ÉNONCÉ – Dites si chacune des affirmations suivantes concorde avec l’extrait ci-dessous, en répondant par oui ou par non et en citant mot pour mot les termes de l’extrait qui tranchent. (a) Selon l’extrait, Rousseau, en tant que législateur, accorde plus d’importance à la pratique qu’à la conviction intime. (b) L’auteur affirme approuver les idées qu’il expose. (c) Le chancelier mentionné dans l’extrait se nomme Calvin.

EXTRAIT –
Platon, ayant présenté l’immortalité de l’âme comme une hypothèse, aurait été proscrit par Jean-Jacques Rousseau, se conformant strictement à la doctrine athénienne et à la sienne propre. Que si l’on me dit qu’une religion d’Etat qui force les citoyens, comme citoyens, à la professer et qui examine ensuite la conduite des citoyens pour savoir s’ils la professent en effet, comme Calvin à Genève, et qui menace de mort ceux qui ne se conduisent pas selon cette religion, ne peut réussir qu’à former d’abominables hypocrites par terreur, Rousseau répondrait peut-être : comme homme religieux et comme moraliste, j’en suis navré ; mais, encore une fois, ce n’est pas comme homme religieux et comme moraliste que j’institue une religion civile ; c’est comme citoyen, c’est comme législateur ; or, au point de vue civil et civique, ce n’est pas la conviction intime qui importe, c’est la pratique ; ce que je veux, c’est, d’une part, des hommes qui pratiquent les mœurs sociales et qui en donnent l’exemple ; d’autre part des hommes qui, au moins, n’offensent pas les mœurs sociales et qui ne donnent pas l’exemple du contraire ; des vertueux bons semeurs et des médians inoffensifs, voilà ma cité ; mon chancelier, qui s’appelle, je crois, M. de Robespierre, vous dira le reste. — Je prête peut-être un sophisme à Rousseau ; mais il n’en est pas à un près. — Tout ceci soit dit, je le répète, non pour approuver, mais pour expliquer. Il faut comprendre l’âme d’un fanatique, pour ne pas devenir tel, et d’abord, parce qu’il faut tout comprendre.

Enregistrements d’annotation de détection
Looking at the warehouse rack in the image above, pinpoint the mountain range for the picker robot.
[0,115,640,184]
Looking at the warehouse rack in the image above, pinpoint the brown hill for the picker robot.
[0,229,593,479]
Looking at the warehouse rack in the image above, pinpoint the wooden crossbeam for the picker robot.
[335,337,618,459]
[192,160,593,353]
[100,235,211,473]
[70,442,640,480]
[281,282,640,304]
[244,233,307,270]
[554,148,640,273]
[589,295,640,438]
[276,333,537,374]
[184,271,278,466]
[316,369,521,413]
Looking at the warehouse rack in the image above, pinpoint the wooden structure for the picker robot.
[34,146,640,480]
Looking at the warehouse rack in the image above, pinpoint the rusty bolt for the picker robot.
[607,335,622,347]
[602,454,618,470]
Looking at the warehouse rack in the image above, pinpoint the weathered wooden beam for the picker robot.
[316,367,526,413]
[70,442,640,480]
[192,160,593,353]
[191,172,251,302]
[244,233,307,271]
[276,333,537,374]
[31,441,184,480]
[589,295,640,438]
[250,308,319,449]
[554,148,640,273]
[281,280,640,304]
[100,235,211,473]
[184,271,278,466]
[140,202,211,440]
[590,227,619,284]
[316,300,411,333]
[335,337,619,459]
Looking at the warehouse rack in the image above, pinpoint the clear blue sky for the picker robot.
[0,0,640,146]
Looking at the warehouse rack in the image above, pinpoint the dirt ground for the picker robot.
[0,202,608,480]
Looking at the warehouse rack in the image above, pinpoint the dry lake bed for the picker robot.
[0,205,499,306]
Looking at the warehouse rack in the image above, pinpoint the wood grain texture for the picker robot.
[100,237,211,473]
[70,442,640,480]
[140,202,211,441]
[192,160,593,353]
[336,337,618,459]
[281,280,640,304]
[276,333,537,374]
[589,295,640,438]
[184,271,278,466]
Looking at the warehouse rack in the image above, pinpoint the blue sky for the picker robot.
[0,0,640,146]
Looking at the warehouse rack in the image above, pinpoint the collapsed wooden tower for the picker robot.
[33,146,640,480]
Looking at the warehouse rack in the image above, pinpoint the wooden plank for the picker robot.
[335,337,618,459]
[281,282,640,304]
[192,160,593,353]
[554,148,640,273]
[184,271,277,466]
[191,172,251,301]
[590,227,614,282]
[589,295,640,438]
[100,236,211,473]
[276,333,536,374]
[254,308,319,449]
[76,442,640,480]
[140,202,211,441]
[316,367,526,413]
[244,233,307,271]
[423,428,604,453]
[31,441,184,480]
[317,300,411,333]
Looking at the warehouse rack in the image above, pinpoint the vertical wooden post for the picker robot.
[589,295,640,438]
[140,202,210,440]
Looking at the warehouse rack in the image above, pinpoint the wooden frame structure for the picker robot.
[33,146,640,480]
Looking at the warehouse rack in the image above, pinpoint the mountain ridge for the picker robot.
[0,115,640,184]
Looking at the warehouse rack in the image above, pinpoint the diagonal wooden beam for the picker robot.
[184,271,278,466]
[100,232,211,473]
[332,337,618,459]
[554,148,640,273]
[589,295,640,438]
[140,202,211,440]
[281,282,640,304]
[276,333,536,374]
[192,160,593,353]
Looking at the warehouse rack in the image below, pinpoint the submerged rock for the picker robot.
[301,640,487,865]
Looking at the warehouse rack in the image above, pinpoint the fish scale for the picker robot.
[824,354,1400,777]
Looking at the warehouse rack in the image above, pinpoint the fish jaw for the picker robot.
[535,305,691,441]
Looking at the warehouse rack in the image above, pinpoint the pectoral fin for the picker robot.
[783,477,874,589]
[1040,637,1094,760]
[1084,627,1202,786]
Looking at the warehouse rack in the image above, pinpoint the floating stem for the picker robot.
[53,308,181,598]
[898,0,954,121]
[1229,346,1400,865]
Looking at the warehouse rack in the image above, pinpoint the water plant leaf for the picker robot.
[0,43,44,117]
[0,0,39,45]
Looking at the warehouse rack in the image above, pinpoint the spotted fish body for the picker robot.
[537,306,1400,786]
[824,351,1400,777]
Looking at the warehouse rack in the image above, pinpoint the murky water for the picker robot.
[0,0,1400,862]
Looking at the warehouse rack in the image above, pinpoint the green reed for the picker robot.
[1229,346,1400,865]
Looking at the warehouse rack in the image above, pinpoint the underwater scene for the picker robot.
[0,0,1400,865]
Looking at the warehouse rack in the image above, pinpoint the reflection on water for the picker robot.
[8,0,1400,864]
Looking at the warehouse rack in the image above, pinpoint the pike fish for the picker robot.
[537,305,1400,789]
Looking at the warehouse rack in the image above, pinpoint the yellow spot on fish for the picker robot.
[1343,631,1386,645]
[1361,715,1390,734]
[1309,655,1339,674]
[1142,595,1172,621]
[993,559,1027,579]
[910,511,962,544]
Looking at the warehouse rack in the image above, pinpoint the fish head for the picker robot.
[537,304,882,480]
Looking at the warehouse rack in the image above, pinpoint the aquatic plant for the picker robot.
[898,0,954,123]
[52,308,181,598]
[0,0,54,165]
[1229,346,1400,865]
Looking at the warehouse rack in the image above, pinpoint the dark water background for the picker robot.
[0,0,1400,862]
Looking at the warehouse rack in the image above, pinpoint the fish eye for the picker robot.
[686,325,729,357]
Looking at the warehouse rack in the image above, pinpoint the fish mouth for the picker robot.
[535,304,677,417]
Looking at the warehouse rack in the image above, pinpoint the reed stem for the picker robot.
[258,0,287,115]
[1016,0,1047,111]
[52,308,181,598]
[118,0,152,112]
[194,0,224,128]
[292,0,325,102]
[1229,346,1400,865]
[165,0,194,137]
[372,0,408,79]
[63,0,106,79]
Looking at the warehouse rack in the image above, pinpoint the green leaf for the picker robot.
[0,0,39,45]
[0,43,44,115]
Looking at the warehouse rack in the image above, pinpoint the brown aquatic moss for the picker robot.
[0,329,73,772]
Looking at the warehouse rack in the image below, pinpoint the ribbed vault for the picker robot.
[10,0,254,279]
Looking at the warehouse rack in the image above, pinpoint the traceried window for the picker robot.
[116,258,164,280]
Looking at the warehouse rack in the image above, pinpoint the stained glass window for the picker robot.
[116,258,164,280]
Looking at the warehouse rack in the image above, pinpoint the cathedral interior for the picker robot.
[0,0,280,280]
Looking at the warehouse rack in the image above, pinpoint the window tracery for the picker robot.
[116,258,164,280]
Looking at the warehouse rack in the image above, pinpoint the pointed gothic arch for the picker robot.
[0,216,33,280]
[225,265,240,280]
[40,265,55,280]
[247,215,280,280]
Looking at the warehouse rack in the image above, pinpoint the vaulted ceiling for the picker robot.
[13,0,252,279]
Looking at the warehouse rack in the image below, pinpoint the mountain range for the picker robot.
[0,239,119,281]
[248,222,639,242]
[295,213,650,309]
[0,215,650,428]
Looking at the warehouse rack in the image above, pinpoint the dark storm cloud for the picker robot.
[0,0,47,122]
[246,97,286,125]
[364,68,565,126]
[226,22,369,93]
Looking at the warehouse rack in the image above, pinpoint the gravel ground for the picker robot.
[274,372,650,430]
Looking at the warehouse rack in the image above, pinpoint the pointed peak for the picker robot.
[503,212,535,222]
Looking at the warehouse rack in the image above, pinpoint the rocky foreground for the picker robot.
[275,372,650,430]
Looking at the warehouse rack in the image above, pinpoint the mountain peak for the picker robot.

RÉSULTAT –
(a) Oui : « au point de vue civil et civique, ce n’est pas la conviction intime qui importe, c’est la pratique ».
(b) Non : « non pour approuver, mais pour expliquer ».
(c) Non : « mon chancelier, qui s’appelle, je crois, M. de Robespierre ».